GOAL: Render the lines of the records below as a JSON list of strings, one string per line and blank lines omitted, starting at the line containing "flowering plant shown in the photo above." and ending at the final line of the records, both included. Include no other lines.

RECORDS PROVIDED:
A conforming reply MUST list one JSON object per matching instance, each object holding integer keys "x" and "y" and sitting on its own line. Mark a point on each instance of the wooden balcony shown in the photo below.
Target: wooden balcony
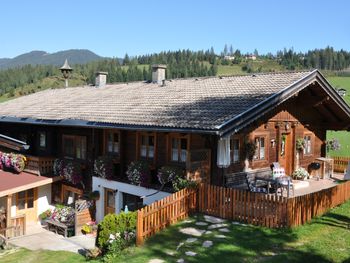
{"x": 42, "y": 166}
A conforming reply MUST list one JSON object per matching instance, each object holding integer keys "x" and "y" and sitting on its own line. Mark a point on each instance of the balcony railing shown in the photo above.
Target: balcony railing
{"x": 42, "y": 166}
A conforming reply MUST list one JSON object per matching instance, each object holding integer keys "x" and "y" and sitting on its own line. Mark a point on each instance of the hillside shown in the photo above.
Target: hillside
{"x": 75, "y": 56}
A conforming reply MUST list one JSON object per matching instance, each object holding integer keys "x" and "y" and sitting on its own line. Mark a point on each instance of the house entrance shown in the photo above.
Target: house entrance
{"x": 26, "y": 203}
{"x": 285, "y": 157}
{"x": 109, "y": 201}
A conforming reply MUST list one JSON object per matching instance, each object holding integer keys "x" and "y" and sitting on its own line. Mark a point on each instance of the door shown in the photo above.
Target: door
{"x": 26, "y": 203}
{"x": 109, "y": 201}
{"x": 286, "y": 152}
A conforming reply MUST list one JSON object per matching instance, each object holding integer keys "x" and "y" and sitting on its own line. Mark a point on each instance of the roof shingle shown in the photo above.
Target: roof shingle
{"x": 202, "y": 103}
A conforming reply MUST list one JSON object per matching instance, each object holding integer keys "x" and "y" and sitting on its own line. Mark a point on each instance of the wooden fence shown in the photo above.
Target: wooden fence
{"x": 239, "y": 205}
{"x": 340, "y": 163}
{"x": 164, "y": 212}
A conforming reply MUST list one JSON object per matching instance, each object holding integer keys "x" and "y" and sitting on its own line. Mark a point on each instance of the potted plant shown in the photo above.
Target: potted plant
{"x": 94, "y": 195}
{"x": 249, "y": 152}
{"x": 300, "y": 174}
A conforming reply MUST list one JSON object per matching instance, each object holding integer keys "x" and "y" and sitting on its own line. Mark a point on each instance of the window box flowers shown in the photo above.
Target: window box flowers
{"x": 12, "y": 161}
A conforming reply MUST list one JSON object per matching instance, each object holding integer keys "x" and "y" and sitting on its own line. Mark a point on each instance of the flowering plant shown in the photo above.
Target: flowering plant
{"x": 63, "y": 214}
{"x": 333, "y": 145}
{"x": 103, "y": 167}
{"x": 13, "y": 161}
{"x": 70, "y": 170}
{"x": 300, "y": 174}
{"x": 139, "y": 173}
{"x": 300, "y": 144}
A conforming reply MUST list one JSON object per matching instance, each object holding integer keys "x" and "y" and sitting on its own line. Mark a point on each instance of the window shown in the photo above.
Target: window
{"x": 308, "y": 144}
{"x": 179, "y": 149}
{"x": 147, "y": 146}
{"x": 74, "y": 146}
{"x": 133, "y": 202}
{"x": 112, "y": 142}
{"x": 25, "y": 199}
{"x": 70, "y": 194}
{"x": 42, "y": 139}
{"x": 260, "y": 148}
{"x": 234, "y": 147}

EXERCISE RESPONSE:
[
  "A conforming reply MUST list one JSON object per matching instance, each object holding integer keys \"x\" and \"y\" and sitting on its own line. Mark a point on each instance of the flowering plant shown in the photo above.",
  "Target: flowering plant",
  "{\"x\": 63, \"y\": 214}",
  "{\"x\": 333, \"y\": 145}",
  "{\"x\": 103, \"y\": 167}",
  "{\"x\": 13, \"y\": 161}",
  "{\"x\": 70, \"y\": 170}",
  "{\"x\": 300, \"y\": 174}",
  "{\"x\": 139, \"y\": 173}",
  "{\"x\": 300, \"y\": 144}",
  "A conforming reply MUST list one JSON object per matching instance, each object holding integer keys \"x\" and \"y\" and sitting on its own line. Mark a point on each instance of the window shown in the photo above.",
  "Target: window",
  "{\"x\": 308, \"y\": 144}",
  "{\"x\": 179, \"y\": 149}",
  "{\"x\": 147, \"y\": 146}",
  "{\"x\": 74, \"y\": 146}",
  "{\"x\": 133, \"y\": 202}",
  "{\"x\": 112, \"y\": 142}",
  "{\"x\": 25, \"y\": 199}",
  "{\"x\": 70, \"y\": 194}",
  "{\"x\": 42, \"y\": 139}",
  "{\"x\": 260, \"y\": 148}",
  "{\"x\": 234, \"y\": 147}"
]